_Exercise requirements_
What you return must match the entries exactly, except that the pictures are gone.
----- Dataset extract -----
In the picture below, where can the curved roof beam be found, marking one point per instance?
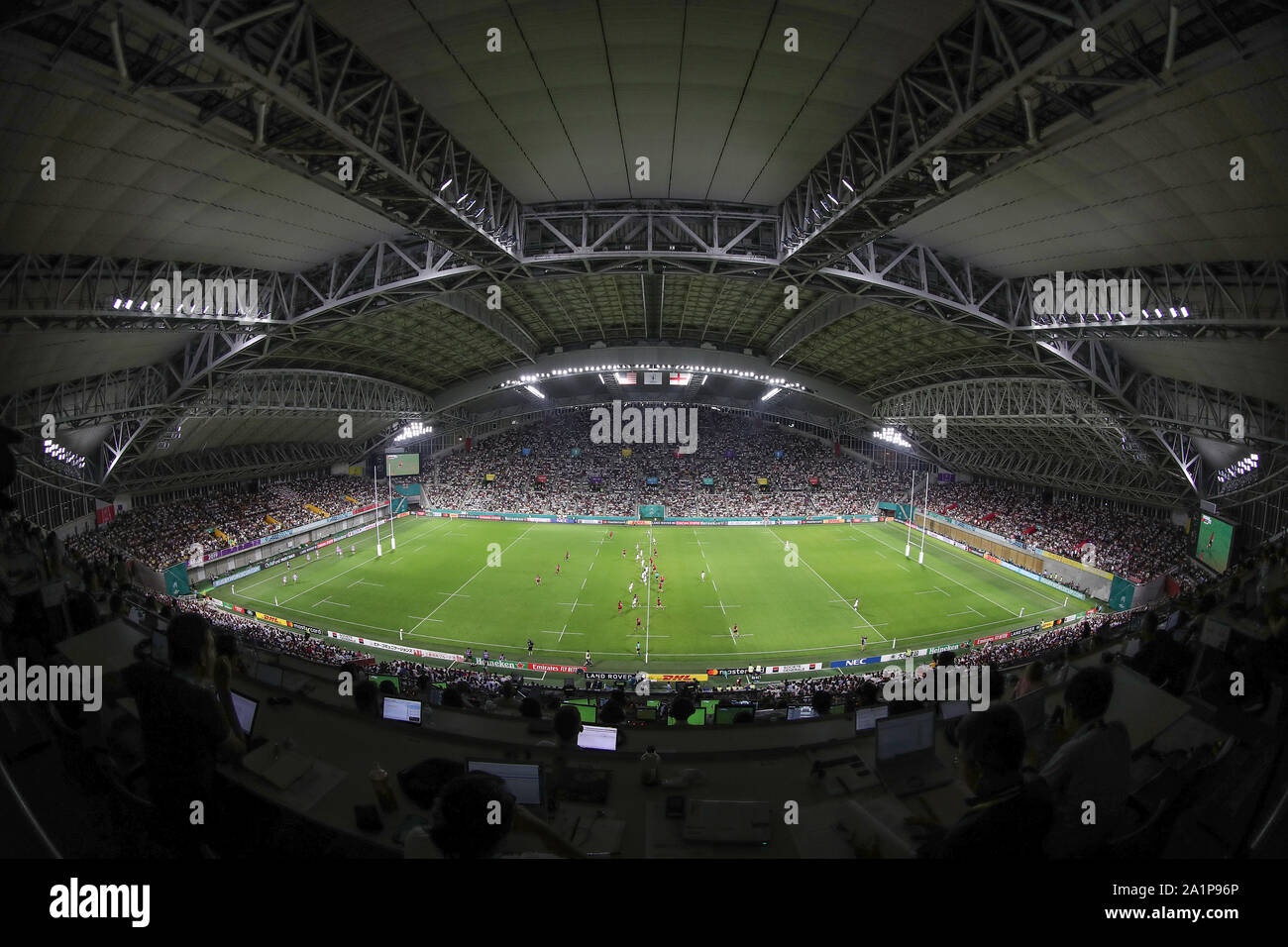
(585, 361)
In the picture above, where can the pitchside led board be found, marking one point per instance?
(402, 464)
(1212, 545)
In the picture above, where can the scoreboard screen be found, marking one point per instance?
(1212, 544)
(402, 464)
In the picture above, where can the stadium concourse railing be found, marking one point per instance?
(707, 676)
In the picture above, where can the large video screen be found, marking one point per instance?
(1212, 544)
(402, 464)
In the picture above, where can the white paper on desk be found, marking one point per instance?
(279, 767)
(867, 823)
(313, 787)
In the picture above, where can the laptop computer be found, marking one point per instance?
(906, 754)
(523, 780)
(597, 738)
(402, 710)
(866, 718)
(248, 710)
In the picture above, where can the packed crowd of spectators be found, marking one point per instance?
(163, 534)
(585, 478)
(1126, 544)
(733, 451)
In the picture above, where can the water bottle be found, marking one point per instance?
(384, 791)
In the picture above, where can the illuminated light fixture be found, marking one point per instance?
(892, 436)
(413, 429)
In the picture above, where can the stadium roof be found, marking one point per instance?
(793, 224)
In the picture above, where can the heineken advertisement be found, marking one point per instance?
(643, 521)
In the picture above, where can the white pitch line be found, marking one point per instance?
(331, 579)
(780, 539)
(956, 582)
(471, 579)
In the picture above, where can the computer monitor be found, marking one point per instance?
(246, 709)
(951, 710)
(906, 733)
(866, 719)
(523, 780)
(160, 648)
(597, 738)
(402, 710)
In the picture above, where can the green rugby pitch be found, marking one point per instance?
(439, 590)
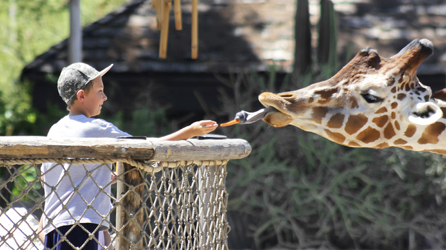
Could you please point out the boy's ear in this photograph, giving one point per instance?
(80, 95)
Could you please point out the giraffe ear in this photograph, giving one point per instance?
(425, 113)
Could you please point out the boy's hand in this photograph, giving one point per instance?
(202, 127)
(195, 129)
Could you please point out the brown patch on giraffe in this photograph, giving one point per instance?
(353, 144)
(381, 110)
(410, 130)
(391, 82)
(354, 103)
(400, 142)
(397, 125)
(444, 112)
(336, 121)
(380, 121)
(438, 151)
(368, 135)
(393, 90)
(394, 105)
(318, 114)
(431, 133)
(336, 137)
(382, 145)
(389, 132)
(354, 123)
(325, 94)
(407, 87)
(401, 96)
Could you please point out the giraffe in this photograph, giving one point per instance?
(372, 102)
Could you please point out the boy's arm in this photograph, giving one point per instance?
(195, 129)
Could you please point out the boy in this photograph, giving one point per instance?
(75, 214)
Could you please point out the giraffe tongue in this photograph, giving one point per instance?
(244, 117)
(230, 123)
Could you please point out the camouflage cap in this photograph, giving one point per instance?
(74, 78)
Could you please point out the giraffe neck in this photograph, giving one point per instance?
(379, 131)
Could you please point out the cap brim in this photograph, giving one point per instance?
(102, 72)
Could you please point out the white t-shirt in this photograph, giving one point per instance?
(63, 205)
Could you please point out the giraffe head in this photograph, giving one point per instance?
(371, 102)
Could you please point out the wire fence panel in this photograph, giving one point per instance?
(132, 203)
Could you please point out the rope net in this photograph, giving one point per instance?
(157, 205)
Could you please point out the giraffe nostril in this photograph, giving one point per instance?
(288, 96)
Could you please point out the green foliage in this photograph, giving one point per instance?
(26, 184)
(28, 29)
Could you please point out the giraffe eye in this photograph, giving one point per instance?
(371, 98)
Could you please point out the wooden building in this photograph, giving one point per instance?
(234, 36)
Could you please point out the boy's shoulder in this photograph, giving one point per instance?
(82, 126)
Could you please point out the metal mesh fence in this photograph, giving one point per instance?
(152, 205)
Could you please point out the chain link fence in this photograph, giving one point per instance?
(158, 195)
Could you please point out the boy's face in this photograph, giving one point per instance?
(95, 98)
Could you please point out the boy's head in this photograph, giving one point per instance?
(76, 77)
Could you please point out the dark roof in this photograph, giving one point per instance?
(129, 39)
(250, 34)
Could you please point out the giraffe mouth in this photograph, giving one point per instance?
(277, 104)
(425, 114)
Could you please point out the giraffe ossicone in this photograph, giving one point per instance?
(372, 102)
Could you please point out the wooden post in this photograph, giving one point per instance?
(75, 39)
(119, 209)
(159, 13)
(177, 10)
(165, 29)
(194, 29)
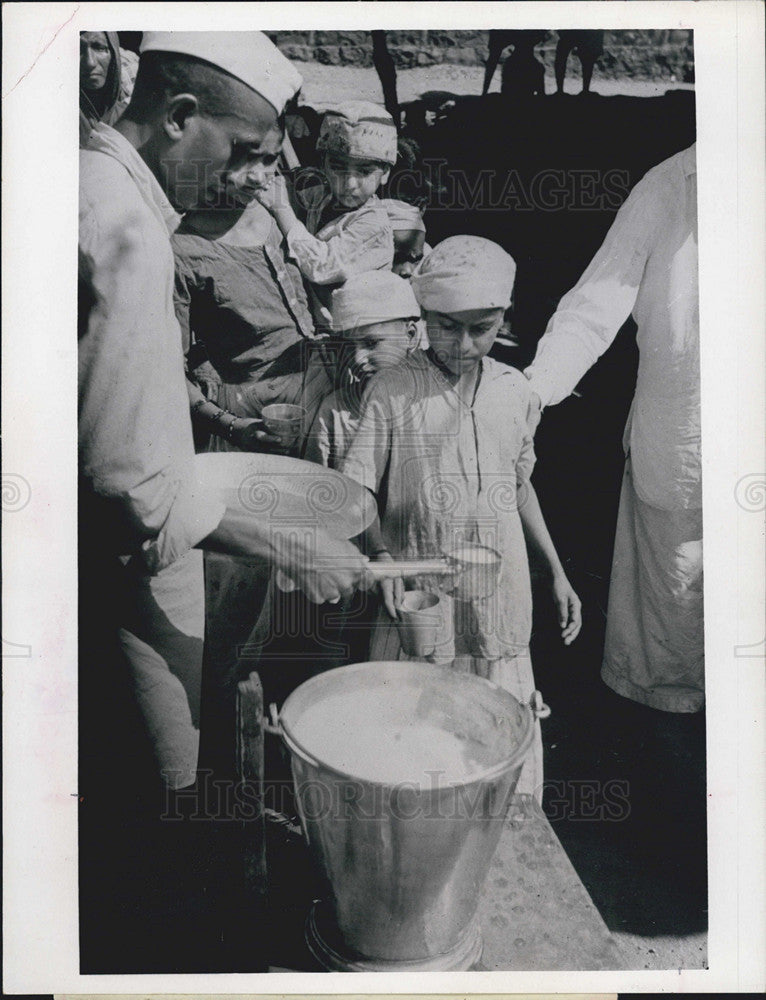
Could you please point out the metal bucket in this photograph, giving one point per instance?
-----
_Solution to the problem_
In the picture below, where can the curved roof beam be found, marking one point per instance?
(585, 361)
In the picture above, where can the pitchside led board be found, marking one point per instance?
(402, 464)
(1212, 545)
In the picture above, where can the scoreboard screen be found, marking one point per instance?
(1212, 544)
(402, 464)
In the picture above, where can the stadium concourse railing be found, marking one point per instance?
(707, 676)
In the picture above, where can the large video screen be found, marking one point per instance?
(1212, 544)
(402, 464)
In the picture above, where can the white paper on desk be found, marking one point per instance?
(279, 767)
(867, 823)
(313, 787)
In the picture above, where can the laptop computer be found, marking one point per instance?
(906, 754)
(523, 780)
(597, 738)
(402, 710)
(866, 718)
(248, 710)
In the picture above, where can the packed crowd of spectators be found, marking one point per instance?
(163, 534)
(585, 478)
(1126, 544)
(733, 451)
In the picture above, where can the water bottle be found, marking one point per instance?
(384, 791)
In the picture above, where can the illuminated light fixture be found, marking one point per instance?
(892, 436)
(413, 429)
In the picture above, where can the stadium roof be found, marking one point per instance?
(793, 224)
In the picture above, where can the heineken advertisement be found, marking one point per instance?
(643, 521)
In the picture above, where can the white pitch line be found, marking one point per instance?
(331, 579)
(780, 539)
(956, 582)
(471, 579)
In the picture above, where can the computer monitor be found, marking one point per instance?
(246, 709)
(951, 710)
(906, 733)
(866, 719)
(523, 780)
(160, 648)
(597, 738)
(402, 710)
In the picture above, where can the green rugby pitch be found, marking one point per instance?
(439, 590)
Could you please point out the boy's ear in this photograph, giving one point per instance?
(80, 95)
Could you please point out the giraffe ear in this photograph, giving one point per instance?
(425, 113)
Could you please point out the boy's hand in this photograph, giving one point per instance?
(202, 127)
(195, 129)
Could you please point out the brown patch on giraffe in this photograph, giving one point per instance?
(353, 144)
(381, 110)
(410, 130)
(391, 82)
(354, 103)
(400, 142)
(397, 125)
(444, 112)
(336, 121)
(380, 121)
(438, 151)
(368, 135)
(393, 90)
(394, 105)
(318, 114)
(431, 133)
(336, 137)
(382, 145)
(389, 132)
(354, 123)
(325, 94)
(407, 87)
(401, 96)
Could you please point out the giraffe in this photograph, giving one point per instance?
(372, 102)
Could you please point out the boy's arm in this photograph, giving one point per instance?
(195, 129)
Could you please point out the boy in this photograph, giving one point per instance?
(75, 214)
Could you please point out the giraffe tongue in this photograph, giving one point per instance?
(244, 117)
(230, 123)
Could you please point out the camouflage cap in this photograph, giving one point per instance?
(74, 78)
Could you please point out the giraffe neck in this photograph, giving one point per instance?
(379, 131)
Could you please point out the cap brim in this photograph, giving one point per instance?
(102, 72)
Could you please point out the white t-shirt in this photograph, giving one point per instance?
(63, 205)
Could you please point out the giraffe head in this photograph, giving one point per instance?
(371, 102)
Could you please point out the wire fence panel in this photograph, giving one point per instance?
(132, 203)
Could you please point out the rope net in this photograph, giving one point per instance?
(157, 205)
Could you please point out the giraffe nostril in this photograph, giving one point per instance?
(288, 96)
Could you please point out the green foliage in this photograph, giving one point per instance?
(26, 184)
(28, 29)
Could you please point out the giraffe eye in this photograph, giving one point per instance?
(371, 98)
Could you please point out the wooden building in this photograph, giving one point per instance?
(234, 36)
Could you please point out the boy's shoulder in this photograph, giving one point per instance?
(82, 126)
Could you please point out the metal mesh fence in this photograph, giving one point per instance?
(152, 205)
Could you please point out the chain link fence in this photograph, giving one point per instance?
(158, 195)
Could you please point out the boy's face in this photograph, giving one point per instance?
(95, 98)
Could you please point out the boy's head in this photograph, giving one point per instance?
(76, 77)
Could you please point out the dark roof in this photograph, giving one point per instance?
(129, 39)
(250, 34)
Could you please point out the giraffe mouth in this photograph, giving one point per instance?
(277, 104)
(425, 114)
Could you please point out the giraffe ossicone in this photograph, giving one point per instance?
(372, 102)
Could you please point out the wooden post in this photograph, giving one point per instance?
(75, 39)
(119, 209)
(159, 13)
(177, 10)
(165, 29)
(194, 29)
Could you please point out the metal bucket in this photograph, giving one point per instance?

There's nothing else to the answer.